#### Task instructions
From the entries below, retype only the lines from the one with "x=1000 y=277" through the one with "x=451 y=227", exactly as written.

#### Material for this task
□ □ □ □ □ □ □

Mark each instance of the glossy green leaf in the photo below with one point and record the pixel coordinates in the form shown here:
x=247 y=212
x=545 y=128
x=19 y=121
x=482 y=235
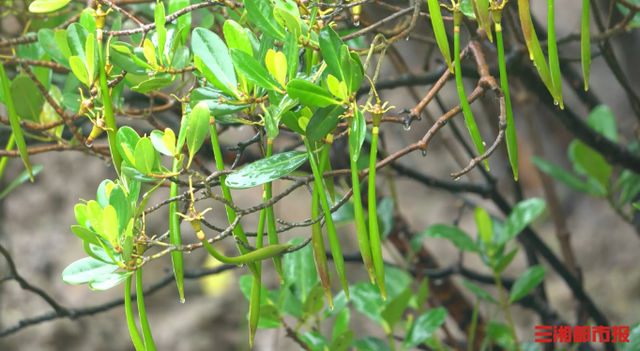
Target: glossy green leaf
x=484 y=224
x=236 y=37
x=520 y=217
x=80 y=70
x=27 y=99
x=552 y=47
x=593 y=163
x=158 y=143
x=601 y=119
x=266 y=170
x=310 y=94
x=47 y=40
x=161 y=30
x=108 y=281
x=454 y=234
x=215 y=56
x=393 y=311
x=110 y=224
x=290 y=50
x=585 y=44
x=424 y=327
x=342 y=342
x=440 y=31
x=341 y=324
x=331 y=46
x=145 y=156
x=478 y=291
x=314 y=301
x=261 y=13
x=505 y=261
x=252 y=70
x=323 y=122
x=21 y=178
x=526 y=282
x=76 y=39
x=357 y=135
x=60 y=37
x=127 y=139
x=184 y=21
x=44 y=6
x=197 y=128
x=85 y=269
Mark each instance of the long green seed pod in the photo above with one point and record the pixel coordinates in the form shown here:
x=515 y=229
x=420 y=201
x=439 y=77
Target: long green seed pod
x=256 y=284
x=361 y=228
x=374 y=232
x=317 y=242
x=512 y=142
x=554 y=60
x=466 y=109
x=149 y=345
x=585 y=44
x=238 y=232
x=131 y=323
x=338 y=260
x=271 y=220
x=175 y=237
x=109 y=117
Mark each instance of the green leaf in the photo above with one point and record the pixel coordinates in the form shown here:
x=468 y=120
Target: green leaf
x=158 y=143
x=601 y=119
x=252 y=70
x=323 y=122
x=127 y=139
x=505 y=261
x=197 y=128
x=371 y=344
x=424 y=327
x=108 y=281
x=520 y=217
x=60 y=37
x=526 y=282
x=392 y=312
x=161 y=31
x=236 y=37
x=260 y=12
x=330 y=47
x=478 y=291
x=21 y=178
x=145 y=156
x=562 y=175
x=341 y=324
x=46 y=38
x=357 y=135
x=80 y=70
x=85 y=269
x=76 y=39
x=290 y=50
x=300 y=270
x=593 y=163
x=315 y=301
x=215 y=56
x=44 y=6
x=310 y=94
x=484 y=224
x=110 y=224
x=501 y=334
x=440 y=31
x=454 y=234
x=342 y=342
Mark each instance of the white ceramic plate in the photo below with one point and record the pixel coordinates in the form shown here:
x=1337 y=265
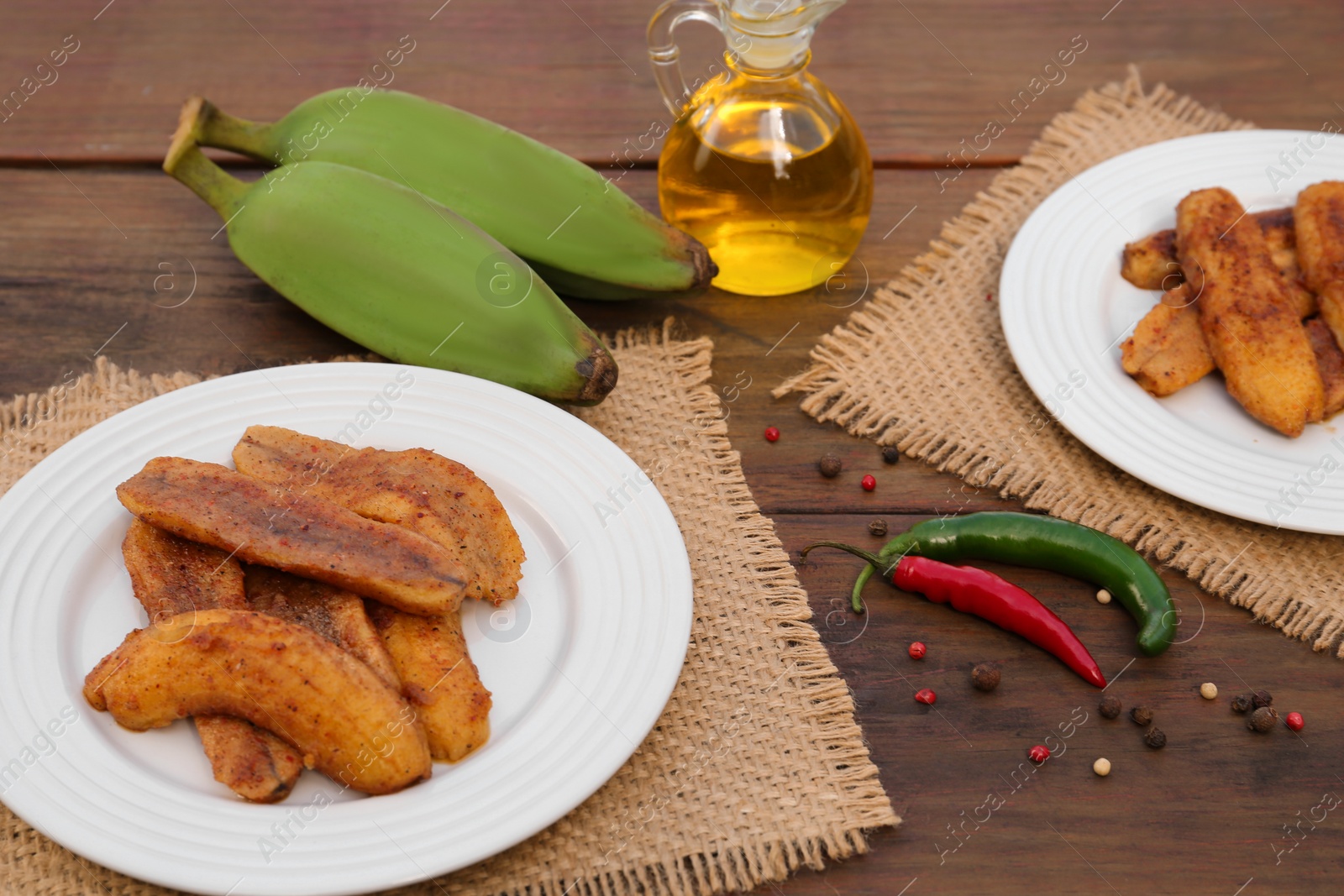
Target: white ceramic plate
x=1066 y=309
x=581 y=665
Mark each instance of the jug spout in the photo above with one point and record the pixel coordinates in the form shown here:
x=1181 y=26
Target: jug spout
x=769 y=35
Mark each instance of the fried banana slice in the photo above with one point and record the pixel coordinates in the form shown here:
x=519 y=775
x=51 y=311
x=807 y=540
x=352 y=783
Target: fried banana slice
x=1330 y=360
x=418 y=490
x=1151 y=262
x=171 y=575
x=1167 y=351
x=445 y=501
x=438 y=679
x=295 y=532
x=1250 y=324
x=249 y=761
x=333 y=613
x=1320 y=244
x=279 y=676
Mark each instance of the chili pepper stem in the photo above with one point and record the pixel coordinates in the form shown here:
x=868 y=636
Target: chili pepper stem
x=875 y=562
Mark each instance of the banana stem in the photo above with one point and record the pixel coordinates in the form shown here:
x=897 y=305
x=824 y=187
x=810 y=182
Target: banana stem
x=185 y=161
x=215 y=128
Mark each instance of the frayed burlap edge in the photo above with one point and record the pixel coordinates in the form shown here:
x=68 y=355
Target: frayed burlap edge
x=835 y=385
x=31 y=426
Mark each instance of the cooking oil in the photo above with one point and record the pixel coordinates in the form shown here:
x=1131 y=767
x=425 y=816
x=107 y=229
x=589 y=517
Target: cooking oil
x=764 y=165
x=777 y=192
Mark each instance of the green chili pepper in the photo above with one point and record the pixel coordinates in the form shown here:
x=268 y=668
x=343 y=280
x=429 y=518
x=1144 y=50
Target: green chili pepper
x=1045 y=543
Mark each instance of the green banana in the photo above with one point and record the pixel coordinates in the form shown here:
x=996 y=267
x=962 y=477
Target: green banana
x=580 y=231
x=400 y=273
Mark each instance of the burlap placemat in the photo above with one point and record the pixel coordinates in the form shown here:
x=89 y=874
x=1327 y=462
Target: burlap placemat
x=925 y=365
x=757 y=766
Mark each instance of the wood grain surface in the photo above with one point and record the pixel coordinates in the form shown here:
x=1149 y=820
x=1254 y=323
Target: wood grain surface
x=920 y=76
x=102 y=254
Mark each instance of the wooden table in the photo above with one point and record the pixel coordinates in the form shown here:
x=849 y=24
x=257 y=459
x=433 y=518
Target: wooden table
x=87 y=223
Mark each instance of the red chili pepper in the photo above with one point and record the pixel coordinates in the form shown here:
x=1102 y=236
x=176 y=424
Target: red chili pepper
x=985 y=595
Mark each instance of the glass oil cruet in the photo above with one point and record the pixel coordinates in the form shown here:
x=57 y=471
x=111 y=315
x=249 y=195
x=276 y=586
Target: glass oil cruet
x=764 y=164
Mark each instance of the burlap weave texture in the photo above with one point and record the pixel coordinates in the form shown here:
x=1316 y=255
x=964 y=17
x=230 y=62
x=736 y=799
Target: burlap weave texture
x=885 y=374
x=756 y=768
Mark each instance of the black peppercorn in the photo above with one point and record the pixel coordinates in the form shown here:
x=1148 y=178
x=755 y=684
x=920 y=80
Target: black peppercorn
x=830 y=466
x=1263 y=719
x=985 y=678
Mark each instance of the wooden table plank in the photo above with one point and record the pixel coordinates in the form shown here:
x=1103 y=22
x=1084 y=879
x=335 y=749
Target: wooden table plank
x=97 y=265
x=575 y=73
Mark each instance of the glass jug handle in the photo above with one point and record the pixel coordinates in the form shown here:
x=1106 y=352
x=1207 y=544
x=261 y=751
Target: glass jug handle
x=665 y=55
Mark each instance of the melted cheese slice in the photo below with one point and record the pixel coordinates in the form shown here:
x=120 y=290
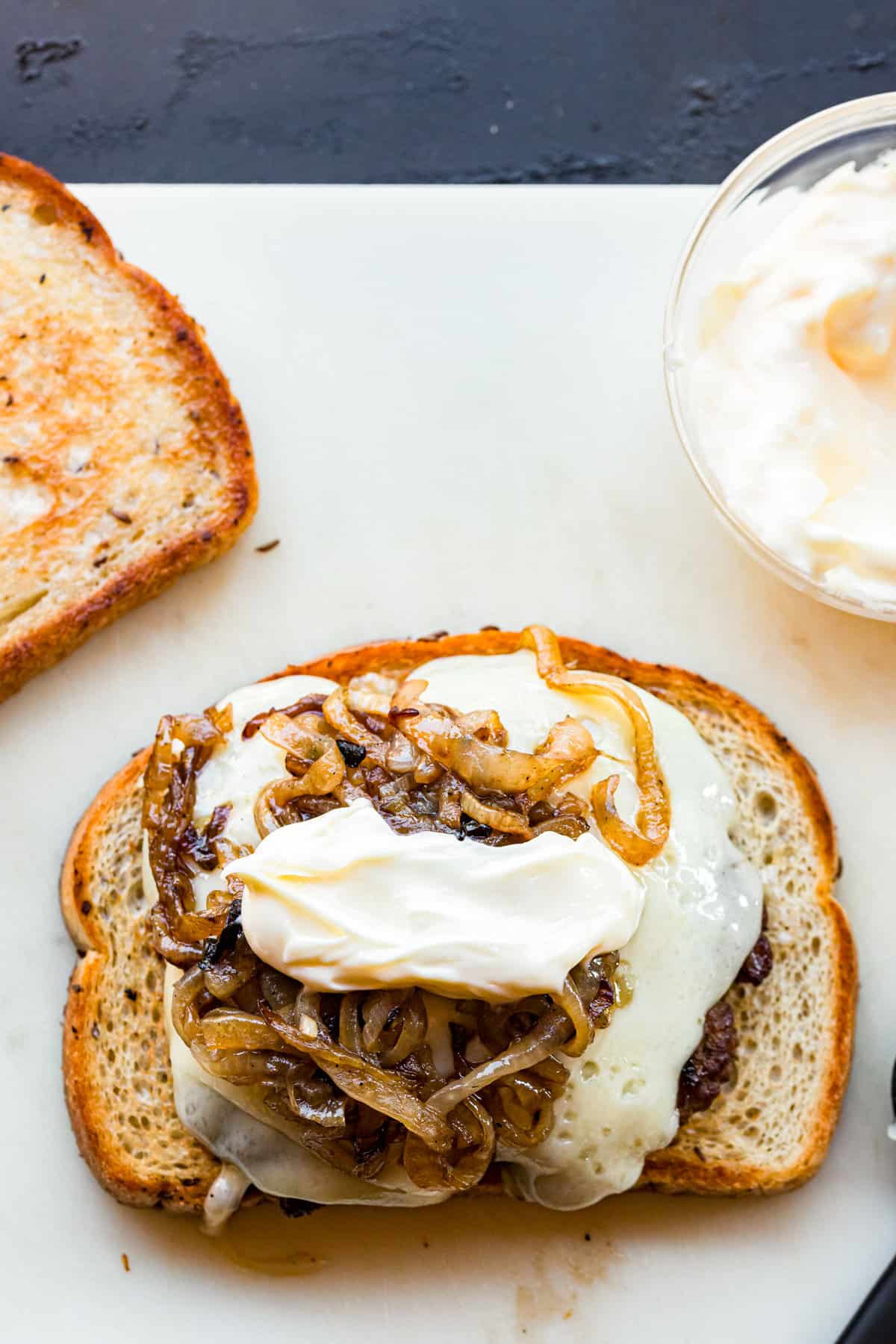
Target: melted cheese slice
x=702 y=914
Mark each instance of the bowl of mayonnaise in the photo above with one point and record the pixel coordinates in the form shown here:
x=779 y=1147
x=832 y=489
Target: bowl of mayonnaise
x=781 y=354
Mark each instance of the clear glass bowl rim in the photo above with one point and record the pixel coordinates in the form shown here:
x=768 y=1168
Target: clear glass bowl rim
x=845 y=119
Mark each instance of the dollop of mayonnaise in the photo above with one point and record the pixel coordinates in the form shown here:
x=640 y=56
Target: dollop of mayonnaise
x=343 y=902
x=793 y=381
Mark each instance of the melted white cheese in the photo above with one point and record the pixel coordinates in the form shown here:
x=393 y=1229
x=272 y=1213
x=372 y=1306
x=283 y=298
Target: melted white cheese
x=702 y=915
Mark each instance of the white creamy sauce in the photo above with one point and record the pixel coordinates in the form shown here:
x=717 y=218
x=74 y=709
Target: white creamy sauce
x=343 y=902
x=702 y=914
x=793 y=385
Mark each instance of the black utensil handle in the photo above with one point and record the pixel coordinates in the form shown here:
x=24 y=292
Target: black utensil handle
x=875 y=1322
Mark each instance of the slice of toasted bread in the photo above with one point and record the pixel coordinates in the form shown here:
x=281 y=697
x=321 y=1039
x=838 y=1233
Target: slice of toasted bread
x=770 y=1129
x=124 y=458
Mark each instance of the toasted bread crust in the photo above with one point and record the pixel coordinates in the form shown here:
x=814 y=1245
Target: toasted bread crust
x=146 y=577
x=669 y=1171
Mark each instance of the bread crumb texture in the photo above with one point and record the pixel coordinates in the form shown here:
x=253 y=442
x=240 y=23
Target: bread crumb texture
x=124 y=458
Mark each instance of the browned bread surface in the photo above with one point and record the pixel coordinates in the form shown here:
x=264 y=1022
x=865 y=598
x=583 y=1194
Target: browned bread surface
x=124 y=457
x=768 y=1130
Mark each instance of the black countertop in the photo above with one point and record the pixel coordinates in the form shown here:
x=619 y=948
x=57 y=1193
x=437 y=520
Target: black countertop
x=382 y=90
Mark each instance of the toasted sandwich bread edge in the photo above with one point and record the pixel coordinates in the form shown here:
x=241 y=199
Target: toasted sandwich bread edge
x=685 y=1167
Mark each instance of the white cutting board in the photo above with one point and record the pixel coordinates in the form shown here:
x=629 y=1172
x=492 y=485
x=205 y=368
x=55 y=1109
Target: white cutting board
x=457 y=403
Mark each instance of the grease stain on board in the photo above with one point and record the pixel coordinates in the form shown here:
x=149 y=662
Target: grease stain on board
x=550 y=1295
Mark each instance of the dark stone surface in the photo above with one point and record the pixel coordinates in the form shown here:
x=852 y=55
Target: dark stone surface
x=382 y=90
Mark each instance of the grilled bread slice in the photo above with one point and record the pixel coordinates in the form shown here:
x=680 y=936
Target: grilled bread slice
x=768 y=1132
x=124 y=458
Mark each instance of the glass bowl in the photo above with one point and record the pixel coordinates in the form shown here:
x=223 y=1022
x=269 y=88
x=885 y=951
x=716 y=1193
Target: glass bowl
x=852 y=132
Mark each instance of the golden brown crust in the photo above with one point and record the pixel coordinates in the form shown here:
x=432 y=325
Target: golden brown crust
x=87 y=1108
x=671 y=1171
x=210 y=396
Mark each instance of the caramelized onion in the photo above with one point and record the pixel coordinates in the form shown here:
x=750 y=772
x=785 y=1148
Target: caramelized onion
x=469 y=1160
x=371 y=694
x=500 y=819
x=550 y=1033
x=340 y=718
x=576 y=1011
x=308 y=705
x=323 y=777
x=359 y=1078
x=499 y=769
x=644 y=841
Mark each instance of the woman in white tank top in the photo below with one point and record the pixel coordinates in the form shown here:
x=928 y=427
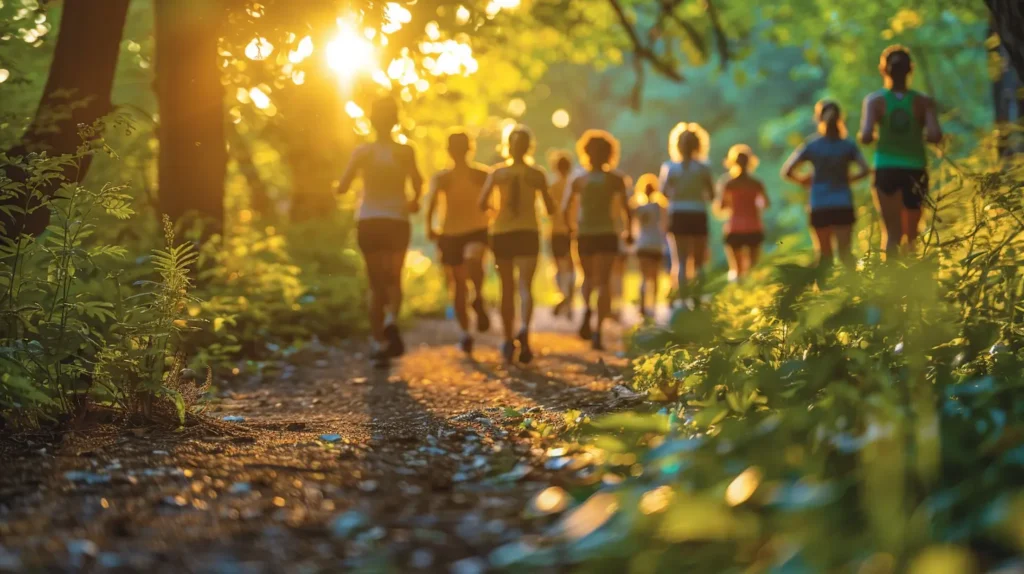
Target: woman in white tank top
x=386 y=167
x=515 y=235
x=687 y=182
x=650 y=224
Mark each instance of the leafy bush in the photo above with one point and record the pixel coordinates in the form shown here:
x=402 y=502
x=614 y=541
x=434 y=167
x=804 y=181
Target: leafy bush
x=73 y=335
x=864 y=421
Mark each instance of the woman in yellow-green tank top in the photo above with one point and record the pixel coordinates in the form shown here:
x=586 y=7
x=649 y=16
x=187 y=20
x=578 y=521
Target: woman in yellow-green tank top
x=902 y=122
x=601 y=196
x=515 y=235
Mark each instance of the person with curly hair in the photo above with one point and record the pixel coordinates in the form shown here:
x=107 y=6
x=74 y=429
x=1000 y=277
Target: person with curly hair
x=687 y=182
x=743 y=197
x=901 y=121
x=383 y=229
x=602 y=199
x=515 y=235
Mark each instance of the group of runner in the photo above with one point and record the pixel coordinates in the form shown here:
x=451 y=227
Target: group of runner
x=598 y=209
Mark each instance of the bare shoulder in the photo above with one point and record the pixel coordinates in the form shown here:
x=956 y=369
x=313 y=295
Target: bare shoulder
x=537 y=177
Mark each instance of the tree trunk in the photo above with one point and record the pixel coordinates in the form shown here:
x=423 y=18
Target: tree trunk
x=1008 y=16
x=193 y=153
x=81 y=74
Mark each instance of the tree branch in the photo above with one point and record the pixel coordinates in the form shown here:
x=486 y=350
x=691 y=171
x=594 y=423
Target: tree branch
x=642 y=50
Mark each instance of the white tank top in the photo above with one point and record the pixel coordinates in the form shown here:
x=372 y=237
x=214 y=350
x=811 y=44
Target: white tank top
x=647 y=227
x=384 y=175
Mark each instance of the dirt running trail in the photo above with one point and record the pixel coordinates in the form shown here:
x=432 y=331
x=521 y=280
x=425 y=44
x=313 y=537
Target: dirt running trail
x=430 y=470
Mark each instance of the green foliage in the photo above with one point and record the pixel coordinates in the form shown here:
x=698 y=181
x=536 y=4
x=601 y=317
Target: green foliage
x=834 y=422
x=71 y=332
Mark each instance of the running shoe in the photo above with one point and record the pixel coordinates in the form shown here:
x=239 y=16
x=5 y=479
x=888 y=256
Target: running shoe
x=585 y=330
x=508 y=351
x=482 y=319
x=525 y=354
x=395 y=347
x=381 y=358
x=466 y=344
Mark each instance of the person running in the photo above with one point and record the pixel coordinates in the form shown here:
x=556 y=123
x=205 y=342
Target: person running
x=688 y=184
x=560 y=237
x=515 y=235
x=383 y=231
x=904 y=120
x=463 y=236
x=649 y=223
x=601 y=195
x=830 y=156
x=743 y=197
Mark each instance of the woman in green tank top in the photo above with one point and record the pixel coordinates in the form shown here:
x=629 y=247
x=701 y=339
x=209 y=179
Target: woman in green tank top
x=901 y=121
x=601 y=195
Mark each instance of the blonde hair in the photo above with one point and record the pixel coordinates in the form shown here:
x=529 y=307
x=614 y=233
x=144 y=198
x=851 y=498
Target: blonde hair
x=598 y=142
x=521 y=131
x=735 y=152
x=640 y=195
x=698 y=137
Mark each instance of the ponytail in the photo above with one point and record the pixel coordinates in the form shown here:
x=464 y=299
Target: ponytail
x=829 y=117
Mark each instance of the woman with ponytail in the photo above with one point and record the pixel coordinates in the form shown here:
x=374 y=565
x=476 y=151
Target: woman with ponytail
x=689 y=186
x=515 y=235
x=901 y=121
x=743 y=197
x=600 y=193
x=830 y=155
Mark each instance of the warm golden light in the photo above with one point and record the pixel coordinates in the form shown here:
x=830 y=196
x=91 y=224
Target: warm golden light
x=349 y=52
x=560 y=119
x=259 y=98
x=742 y=487
x=395 y=15
x=302 y=51
x=353 y=109
x=259 y=48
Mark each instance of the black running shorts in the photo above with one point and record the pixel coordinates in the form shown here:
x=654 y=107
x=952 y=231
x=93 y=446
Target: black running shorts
x=594 y=245
x=454 y=247
x=826 y=217
x=912 y=184
x=515 y=244
x=688 y=223
x=561 y=244
x=374 y=235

□ □ □ □ □ □ □

#### Final answer
x=1000 y=277
Target: person with curly hair
x=687 y=182
x=743 y=197
x=901 y=121
x=383 y=229
x=602 y=199
x=515 y=235
Mark each instance of the group of runner in the photo above with one point and record the pixel coordinates in the form shown here:
x=451 y=227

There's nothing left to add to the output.